● PROBLEMS TO SOLVE
**A)** In the press release below about the senators' letter on protective equipment for first responders, which law do the senators ask the President to use to strengthen domestic manufacturing of PPE?
**B)** Write the next part of the press release below about the senators' letter on protective equipment for first responders, picking up after its last sentence.

● TEXT PROVIDED
---+---
WASHINGTON — U.S. Senator Bill Cassidy signed onto a letter to President Trump to advocate for more personal protective equipment (PPE) for first responders. The shortage of PPE could expose first responders to COVID-19 and could hamper the ability of emergency personnel to serve on the front lines during this public health crisis.
“[We] urge you to continue exploring every possible avenue to increase the supply of PPE to put more of this critical equipment into the hands of those who need it most, including first responders,” wrote the senators. “Specifically, this requires utilizing your authorities under the Defense Production Act to strengthen domestic manufacturing capacity by incentivizing private firms to produce PPE, including respirators, gloves, gowns, and eye protection, and to allocate some of these resources to first responders.
The senators concluded, “Without aggressive federal action, we risk leaving first responders across the country without the tools and equipment they need to keep both themselves and our communities safe during this crisis.
Joining Cassidy on the letter were members of the Law Enforcement Caucus and the Fire Services Caucus, including Senators Susan Collins (R-ME), Tom Carper (D-DE), Lisa Murkowski (R-AK), Maggie Hassan (D-NH), Gary Peters (D-MI), Dick Durbin (D-IL), Richard Blumenthal (D-CT), Chris Coons (D-DE), Jerry Moran (R-KS), and Amy Klobuchar (D-MN).
The full letter can be found below:
Dear President Trump:
As the government works to protect Americans from COVID-19, we must ensure that we provide first responders with the resources they need to keep our communities safe during this pandemic. Reports from across the country indicate that first responders do not have the personal protective equipment (PPE) that they need to keep themselves safe as they respond to emergencies during this crisis. As members of the Law Enforcement Caucus and the Fire Services Caucus, we urge you to lead a strong, coordinated federal effort to support our first responders and address this national shortage of PPE.
---+---
● PROVIDED MATERIAL

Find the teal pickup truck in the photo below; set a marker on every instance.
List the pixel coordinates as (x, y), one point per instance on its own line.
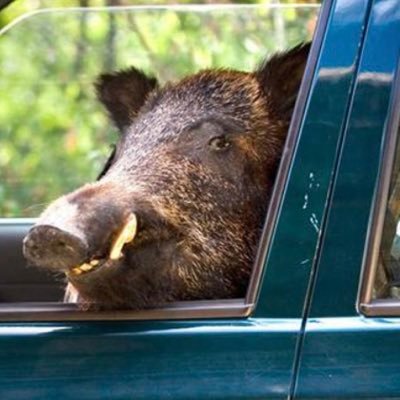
---+---
● YOUR RESPONSES
**A)** The Defense Production Act.

**B)**
First responders, including firefighters, emergency medical services personnel, and law enforcement officers, answer the call of duty by showing up to work at emergency scenes where they could be exposed to COVID-19. This work inherently requires close contact with potentially infected and contagious individuals, and it is often first responders who transport these individuals to health care facilities. The Centers for Disease Control and Prevention recommends that first responders who anticipate coming into contact with persons with confirmed or possible COVID-19 utilize PPE, like respirators, gowns, eye protection, and gloves, in these circumstances. However, the national shortage of PPE has left fire companies and police departments across the country struggling to access this critical equipment. A United States Conference of Mayors survey recently found that 88.2 percent of cities lack an adequate supply of PPE to protect first responders.
The dangerous consequences of this equipment shortage are clear. When first responders are exposed to or become infected with COVID-19, they are often unable to work for at least 14 days. Across the country, first responders are being taken off of the front lines in large numbers because they lack the necessary PPE and have been exposed to the virus. Over 17 percent of the New York City Fire Department and 13 percent of the New York City Police Department are already out sick. Ensuring the health, safety, and availability of first responders is vital to our communities – any staffing shortage of emergency personnel impacts all of us. If our first responders are sidelined, our communities immediately become less safe and less resilient.
We appreciate that the Coronavirus Aid, Relief, and Economic Security (CARES) Act included $100 million for Assistance to Firefighters Grants to help first responders during this crisis. However, this money is insufficient to provide first responders with the protection that they require. To date, first responders have been unable to purchase sufficient supplies of PPE during this pandemic. Fire, police, and emergency medical services departments are being told by their usual suppliers not to expect resupply for months. The American Medical Association, American Hospital Association, and American Nurses Association recently stated in a letter to you that even with the infusion of supplies from the Strategic National Stockpile and other federal resources, there will not be enough equipment to respond to the COVID-19 crisis. If not even hospital personnel are able to receive the PPE that they need, our first responders will be left similarly unprotected as they continue to perform their essential duties.
As members of the Law Enforcement Caucus and Fire Services Caucus, we urge you to continue exploring every possible avenue to increase the supply of PPE to put more of this critical equipment into the hands of those who need it most, including first responders. Specifically, this requires utilizing your authorities under the Defense Production Act to strengthen domestic manufacturing capacity by incentivizing private firms to produce PPE, including respirators, gloves, gowns, and eye protection, and to allocate some of these resources to first responders.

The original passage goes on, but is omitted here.